But when it comes to healthy older women who say they are perfectly happy living without partnered sex, well, that’s a real head-scratcher for me. Do they really mean it? They can’t really mean it, can they? Help me understand, please.

I know many women younger than my 74 years who say they long ago lost interest in having sex with someone else. In some cases, their libidos went MIA (missing in action) when their long-time partners got sick or died. Other times, they lost their sex drive in a divorce ”but got the house,” as one quipped.

Given the explosion in the sex toys market — estimated by BusinessWire to have been $13.6 billion in 2022 in the U.S. alone — I’d have to conclude that more than a few have turned to pleasuring themselves. Perfectly acceptable in my book, but unless your vibrator likes to cuddle afterward, I still think something is missing from the experience.

I also wonder how much the swearing-off of partnered sex really boils down to a simple lack of opportunity to have any. Opportunity does seem to increasingly vanish from the landscape as we age. I mean where exactly do you go hunting for a sex partner? This, especially if you grew up as so many of us did believing that where there is intimacy, there should also be a committed relationship.

## [Data]

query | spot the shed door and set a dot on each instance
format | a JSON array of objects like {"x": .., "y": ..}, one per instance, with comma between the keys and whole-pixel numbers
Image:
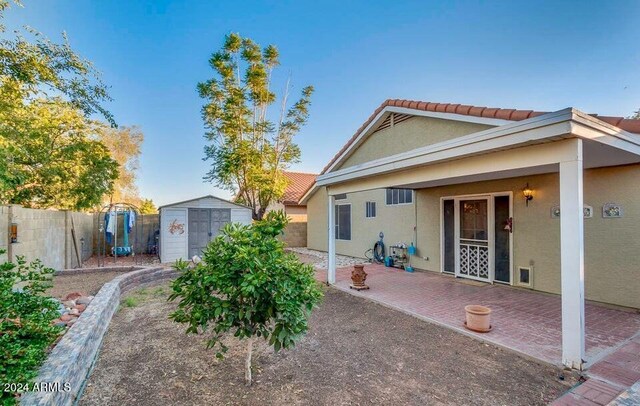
[{"x": 204, "y": 225}]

## [Goals]
[A] Quote every sentence in the essay about older women and partnered sex that ends with a question mark.
[B] Carry on with the essay about older women and partnered sex, starting after its last sentence.
The lines have nothing to do with the essay about older women and partnered sex.

## [Exercise answers]
[A]
Do they really mean it?
They can't really mean it, can they?
I mean where exactly do you go hunting for a sex partner?

[B]
Dating sites can be creepy even when the members are on the up-and-up, and they would certainly be a dangerous place to troll for a partner who just wants a roll-in-the-hay. Bars are so 50 years ago and besides, who wants to be Mrs. Robinson anyway?

I will acknowledge that what pretty much every one of these celibate-by-circumstances women (and the celibate-by-choice crowd) insists is that they are perfectly happy doing without any sex at all. And that’s where my understanding falters.

For many, having a friend-with-benefits carries the risk of ruining the friendship. Let's admit it: Sex changes everything and eventually someone gets hurt. But for older women, the pool of available men has shrunk considerably. In fact, single women have so outnumbered men on cruises that some ships hired “gentleman hosts” to dance and dine with the solo ladies. But even there, the hired silver foxes must keep their pants on or risk losing their jobs.

Sex is a good thing. Not only does it feel good when properly executed, but it’s also good for us. It reduces our stress, exercises our heart, lowers our blood pressure, and on some planet, clears up teenage acne — at least if my first high-school boyfriend is to be believed.

Sexual satisfaction has long been recognized as a key aspect of our well-being. In a classic case of which came first, the chicken or the egg, I’m left wondering if women's diminished libido is their bodies’ way of adjusting to the lack of opportunity. Or do they create a lifestyle without opportunity because their sex drive has evaporated? If it’s the latter, why not consult a doctor about using a low-dose hormone cream if your health profile permits? Trust me, a little dab will do ya.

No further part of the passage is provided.